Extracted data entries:

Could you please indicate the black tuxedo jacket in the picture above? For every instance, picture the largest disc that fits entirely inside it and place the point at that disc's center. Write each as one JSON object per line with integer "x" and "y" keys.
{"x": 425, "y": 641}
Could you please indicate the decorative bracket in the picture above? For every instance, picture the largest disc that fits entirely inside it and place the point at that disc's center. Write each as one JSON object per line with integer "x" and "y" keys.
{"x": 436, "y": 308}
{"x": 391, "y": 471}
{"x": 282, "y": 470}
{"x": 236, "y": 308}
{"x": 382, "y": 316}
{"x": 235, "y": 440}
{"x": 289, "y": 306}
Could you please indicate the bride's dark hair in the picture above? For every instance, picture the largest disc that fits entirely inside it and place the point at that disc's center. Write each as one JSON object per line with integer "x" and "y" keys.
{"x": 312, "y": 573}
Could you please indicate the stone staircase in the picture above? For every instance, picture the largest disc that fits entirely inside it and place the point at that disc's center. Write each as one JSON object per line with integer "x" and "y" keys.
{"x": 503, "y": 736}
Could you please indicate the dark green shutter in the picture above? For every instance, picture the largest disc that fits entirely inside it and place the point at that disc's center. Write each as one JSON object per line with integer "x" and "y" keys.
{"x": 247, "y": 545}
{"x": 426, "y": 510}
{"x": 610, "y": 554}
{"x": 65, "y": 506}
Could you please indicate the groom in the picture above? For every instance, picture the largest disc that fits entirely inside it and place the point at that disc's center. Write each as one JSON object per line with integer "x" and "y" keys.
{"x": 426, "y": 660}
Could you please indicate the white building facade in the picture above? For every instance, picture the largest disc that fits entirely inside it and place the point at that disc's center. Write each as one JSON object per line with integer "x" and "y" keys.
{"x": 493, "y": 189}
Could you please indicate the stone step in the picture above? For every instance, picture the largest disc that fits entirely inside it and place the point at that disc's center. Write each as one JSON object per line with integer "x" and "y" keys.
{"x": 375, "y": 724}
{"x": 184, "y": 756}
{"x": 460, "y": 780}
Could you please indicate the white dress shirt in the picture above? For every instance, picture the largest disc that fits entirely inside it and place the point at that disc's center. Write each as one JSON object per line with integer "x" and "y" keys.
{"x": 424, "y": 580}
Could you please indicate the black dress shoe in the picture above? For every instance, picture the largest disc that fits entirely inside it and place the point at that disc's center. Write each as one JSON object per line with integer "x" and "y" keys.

==

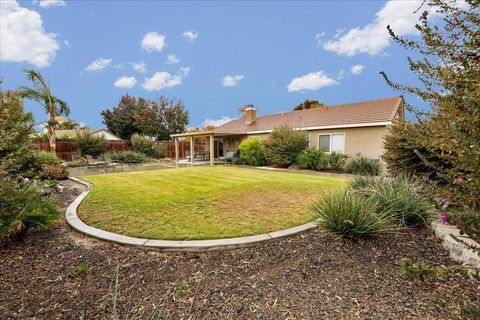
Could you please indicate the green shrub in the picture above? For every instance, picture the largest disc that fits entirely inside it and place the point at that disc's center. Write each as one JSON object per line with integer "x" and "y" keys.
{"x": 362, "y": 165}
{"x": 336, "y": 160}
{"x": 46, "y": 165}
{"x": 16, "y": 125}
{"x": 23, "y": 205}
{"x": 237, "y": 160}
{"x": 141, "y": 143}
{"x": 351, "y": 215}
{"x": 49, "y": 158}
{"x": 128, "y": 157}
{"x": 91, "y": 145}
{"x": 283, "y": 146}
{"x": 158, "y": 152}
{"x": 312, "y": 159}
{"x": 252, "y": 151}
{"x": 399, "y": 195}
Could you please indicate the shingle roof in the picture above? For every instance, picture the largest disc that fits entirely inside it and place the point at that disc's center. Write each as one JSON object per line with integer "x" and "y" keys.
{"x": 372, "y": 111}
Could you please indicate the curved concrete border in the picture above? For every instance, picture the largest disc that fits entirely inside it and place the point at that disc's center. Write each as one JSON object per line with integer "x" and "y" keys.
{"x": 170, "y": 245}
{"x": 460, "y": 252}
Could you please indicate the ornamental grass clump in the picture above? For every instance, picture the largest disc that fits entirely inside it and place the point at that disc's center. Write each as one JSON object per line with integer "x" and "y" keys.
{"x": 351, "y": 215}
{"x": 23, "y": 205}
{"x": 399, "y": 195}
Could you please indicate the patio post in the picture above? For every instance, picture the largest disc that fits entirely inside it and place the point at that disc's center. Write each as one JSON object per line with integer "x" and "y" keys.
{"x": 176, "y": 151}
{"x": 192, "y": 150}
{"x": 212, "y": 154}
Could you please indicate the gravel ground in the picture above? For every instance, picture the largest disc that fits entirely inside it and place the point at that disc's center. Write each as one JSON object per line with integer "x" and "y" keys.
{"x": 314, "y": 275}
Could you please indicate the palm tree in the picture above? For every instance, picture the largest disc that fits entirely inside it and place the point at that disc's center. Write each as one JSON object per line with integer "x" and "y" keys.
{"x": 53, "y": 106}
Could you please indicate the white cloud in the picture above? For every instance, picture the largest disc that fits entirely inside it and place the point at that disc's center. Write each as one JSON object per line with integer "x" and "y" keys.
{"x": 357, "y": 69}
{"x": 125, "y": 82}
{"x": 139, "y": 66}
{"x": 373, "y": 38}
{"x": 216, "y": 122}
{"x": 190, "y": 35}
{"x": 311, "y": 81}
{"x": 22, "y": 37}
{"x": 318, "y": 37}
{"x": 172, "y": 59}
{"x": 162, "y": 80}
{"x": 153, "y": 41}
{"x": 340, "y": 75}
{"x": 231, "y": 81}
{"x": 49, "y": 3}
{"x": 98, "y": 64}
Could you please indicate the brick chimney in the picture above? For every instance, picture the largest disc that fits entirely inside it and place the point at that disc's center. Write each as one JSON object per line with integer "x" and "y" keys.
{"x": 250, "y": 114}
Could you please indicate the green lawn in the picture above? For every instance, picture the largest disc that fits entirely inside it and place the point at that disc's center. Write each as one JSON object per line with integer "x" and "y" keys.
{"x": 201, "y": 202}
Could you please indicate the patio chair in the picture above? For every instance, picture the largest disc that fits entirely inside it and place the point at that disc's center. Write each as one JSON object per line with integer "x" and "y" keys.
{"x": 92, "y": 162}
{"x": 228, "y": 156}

Directions for this task: Restate word for word the entries above, starting at the line with "Could you please indicate the white dress" and ending at the line with "Could you please indicate the black dress", inclusive, and no others.

Result of this task:
Could you please indicate the white dress shirt in the picture above? For every instance, picture the largest disc that fits entirely inside it and place the point at that disc's center. Write each as one JSON object per line with integer "x" and "y" keys.
{"x": 424, "y": 580}
Could you please indicate the black dress shoe in the picture above? For every instance, picture the largest disc that fits entirely inside it and place the point at that disc's center. Write each as one JSON object per line with integer "x" and "y" keys.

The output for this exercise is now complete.